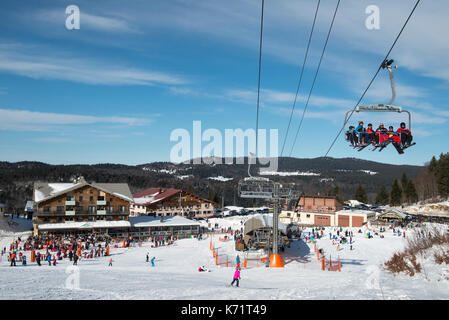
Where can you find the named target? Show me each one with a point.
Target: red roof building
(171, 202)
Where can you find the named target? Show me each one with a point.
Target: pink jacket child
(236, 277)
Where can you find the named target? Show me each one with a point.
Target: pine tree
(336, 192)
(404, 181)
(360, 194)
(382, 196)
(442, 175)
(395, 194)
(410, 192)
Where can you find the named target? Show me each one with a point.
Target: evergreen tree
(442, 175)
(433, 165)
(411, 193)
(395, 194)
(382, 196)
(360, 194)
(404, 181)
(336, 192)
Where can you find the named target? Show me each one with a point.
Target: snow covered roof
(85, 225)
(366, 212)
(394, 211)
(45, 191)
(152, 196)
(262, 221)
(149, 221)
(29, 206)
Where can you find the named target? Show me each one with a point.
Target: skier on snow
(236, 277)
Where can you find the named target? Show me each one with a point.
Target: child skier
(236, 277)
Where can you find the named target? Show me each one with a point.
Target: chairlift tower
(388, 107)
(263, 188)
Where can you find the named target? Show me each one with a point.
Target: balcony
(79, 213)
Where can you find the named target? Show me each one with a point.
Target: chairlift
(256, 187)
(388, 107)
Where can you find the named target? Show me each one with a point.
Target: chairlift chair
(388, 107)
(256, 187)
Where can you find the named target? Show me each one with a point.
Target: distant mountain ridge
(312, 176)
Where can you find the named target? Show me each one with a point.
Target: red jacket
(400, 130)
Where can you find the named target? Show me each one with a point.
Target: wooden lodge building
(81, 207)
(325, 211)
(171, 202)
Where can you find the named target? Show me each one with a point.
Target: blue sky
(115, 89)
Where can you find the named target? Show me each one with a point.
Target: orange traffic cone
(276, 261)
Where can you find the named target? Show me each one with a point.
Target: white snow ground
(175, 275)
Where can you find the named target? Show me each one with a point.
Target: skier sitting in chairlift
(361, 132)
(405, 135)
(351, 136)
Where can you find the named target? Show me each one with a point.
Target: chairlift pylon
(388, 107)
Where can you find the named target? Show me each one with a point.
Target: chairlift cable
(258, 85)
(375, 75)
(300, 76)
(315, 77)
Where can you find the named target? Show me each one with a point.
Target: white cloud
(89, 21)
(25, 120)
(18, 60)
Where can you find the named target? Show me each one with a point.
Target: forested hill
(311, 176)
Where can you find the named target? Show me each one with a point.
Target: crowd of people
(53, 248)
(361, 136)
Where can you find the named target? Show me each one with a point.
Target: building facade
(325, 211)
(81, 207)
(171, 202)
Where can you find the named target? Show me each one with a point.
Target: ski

WHAT THE EXERCISE ASKS = Write out the full set of lines verbatim, without the pictures.

IN RESPONSE =
Where can you find the named target? Show me each one with a point.
Target: red roof building
(171, 202)
Where can you find the named target? Show me each one with a point.
Target: pink jacket child
(236, 277)
Where can you find the named target? Show me each one with a point.
Target: pine tree
(336, 192)
(404, 181)
(360, 194)
(382, 196)
(442, 175)
(395, 194)
(410, 192)
Where can you find the named target? Show me each one with a point.
Target: evergreen tree
(442, 175)
(433, 165)
(411, 193)
(395, 194)
(382, 196)
(360, 194)
(404, 181)
(336, 192)
Where can you find the named target? Show me each one with a point.
Target: snow covered roof
(85, 225)
(366, 212)
(394, 211)
(45, 191)
(152, 196)
(262, 221)
(149, 221)
(29, 206)
Where can you find the named target? Show me each one with a point.
Target: skier on snow
(236, 277)
Where can you find the named target? Show me each one with a point.
Target: child skier
(236, 277)
Where can you find the named target? Show me each one with a point.
Target: chairlift tower
(388, 107)
(263, 188)
Where can you find the named target? Show me each one with a point.
Target: balcony
(79, 213)
Where can you find the named target? Show me each one with a point.
Target: chairlift
(256, 187)
(388, 107)
Where can you find the named target? Show me each one with a point.
Target: chairlift chair
(388, 107)
(256, 187)
Where can you find the named target? Show me each one with a point.
Target: distant mountain ridge
(312, 176)
Where can you find the named target? Show me each one with a point.
Target: red jacket
(400, 130)
Where can you find the named target? Show me each one with a point.
Target: wooden lodge building
(81, 207)
(325, 211)
(171, 202)
Where can you find the named target? Show me each one with a point.
Target: blue sky
(115, 89)
Where can you find the named target? Show me each one with a point.
Target: orange traffic cone
(276, 261)
Where can you find the named target? Show me each one with a point.
Target: white snow ground
(175, 275)
Where can you find the named target? Show me each one with a point.
Target: skier sitting in chairlift
(361, 132)
(405, 135)
(351, 136)
Where can you find the named target? Show me each one with a point.
Target: chairlift pylon
(388, 107)
Where can you find the named target? Show me each one with a point.
Target: chairlift cable
(258, 85)
(375, 75)
(300, 76)
(315, 77)
Where can you find the named target? Show me each one with a point.
Target: white cloud
(89, 21)
(25, 120)
(18, 60)
Where can you find the named target? Show me each one with a point.
Target: forested hill
(311, 176)
Where can you find the named target? Show me each one with a point.
Target: crowd of people
(53, 248)
(361, 136)
Where can you find the named target? Show me each one with a point.
Target: building facade
(325, 211)
(81, 207)
(171, 202)
Where can you find the named target? Show me each one with a point.
Target: ski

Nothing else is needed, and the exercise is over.